***** Given passage *****

Last semester at Trinity Western University in Langley, with a raging pandemic forcing a temporary end to live performances, student Braedon Sunnes took a semester to explore other avenues within theatre outside of acting.
It only confirmed how much he missed it.
“Live (audience) or not, I want to act!” Sunnes declared.
It marks the first on-stage production by TWU students since the pandemic, and Sunnes’ fellow cast members are just as keen to return as he is.
For Sacha Mugisha, it shows “COVID has taught us all that nothing can stop us from making great art if we are willing to be creative in the midst of it – not even a global pandemic.”
Langley native Jen Mamchur noted performers will follow COVID precautions by wearing masks and standing or sitting six feet apart at all times.
“It dictates how we move on stage, how we talk to one another, because some conversations that might have happened in the dialogue of the play, close together, now have to happen across large distances,” Mamchur commented.
For Nyssa Morgan, acting in masks was “probably the weirdest part of the process so far.”
“Not being able to react to facial expressions and cues is more challenging than I expected, and I frequently forget that people can’t see half my face so I need to be expressive in other ways,” Morgan said.

***** Data segment *****

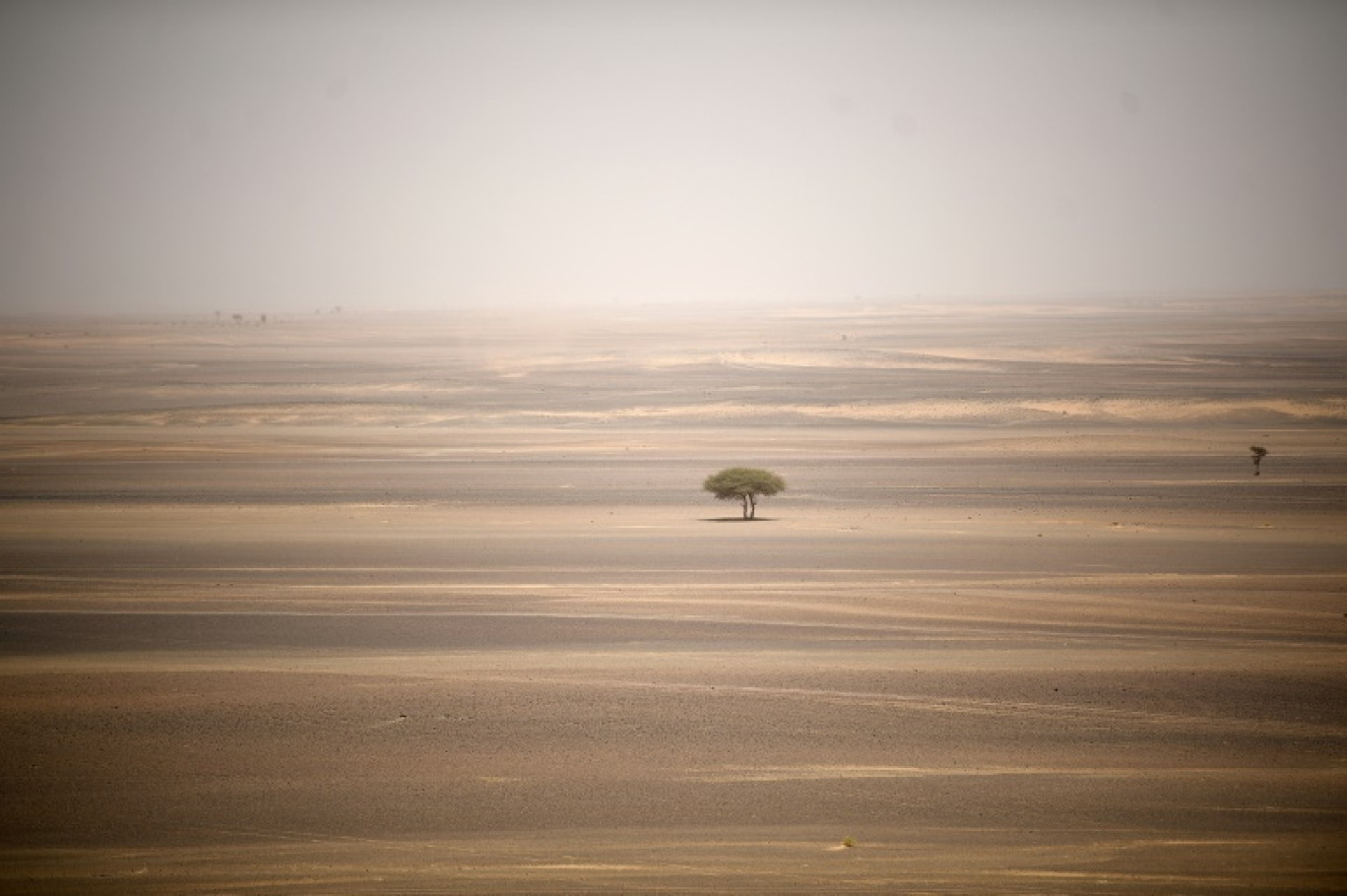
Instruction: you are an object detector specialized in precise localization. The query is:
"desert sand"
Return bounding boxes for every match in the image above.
[0,296,1347,895]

*****

▶ [Problems and tasks]
(1) Using the TWU theatre article, answer each question:
(a) In which city is Trinity Western University located?
(b) What two COVID precautions will the performers follow?
(c) What did Nyssa Morgan describe as "probably the weirdest part of the process so far"?
(2) Extend the TWU theatre article, picking up after its final quoted sentence from Nyssa Morgan.
The data above are a separate set of material, unrelated to the TWU theatre article.

▶ [Answers by task]
(1)
(a) Langley.
(b) Wearing masks and standing or sitting six feet apart at all times.
(c) Acting in masks.

(2)
Audrey Loeffler said there’s “a little bit of a sense of uncertainty.”
“Things changed so quickly last year, and at the moment, it’s really impossible to guarantee anything, which can be unnerving for performers,” Loeffler remarked.
Alex Walker predicted “it will be a huge change to not have live audiences.”
The show is about a group of people who become trapped together and are forced to reveal their true selves to each other, Walker elaborated.
“It is also about trust, growth, and friendship, and how good and bad intentions can quickly become the opposite of what was meant.”
Loeffler added the play “is very witty with its dialogue, and there’s never really a dull moment, because there’s always clues to pick up on, and hi-jinks to ensue.”
“The Musical Comedy Murders of 1940” by John Bishop live streamed from March 24 to March 27, with shows at 7:30 p.m.
Tickets are $5.89 for students, $11.17 for seniors, faculty and staff. and $16.45 for adults, available online at twu.ca/theatre.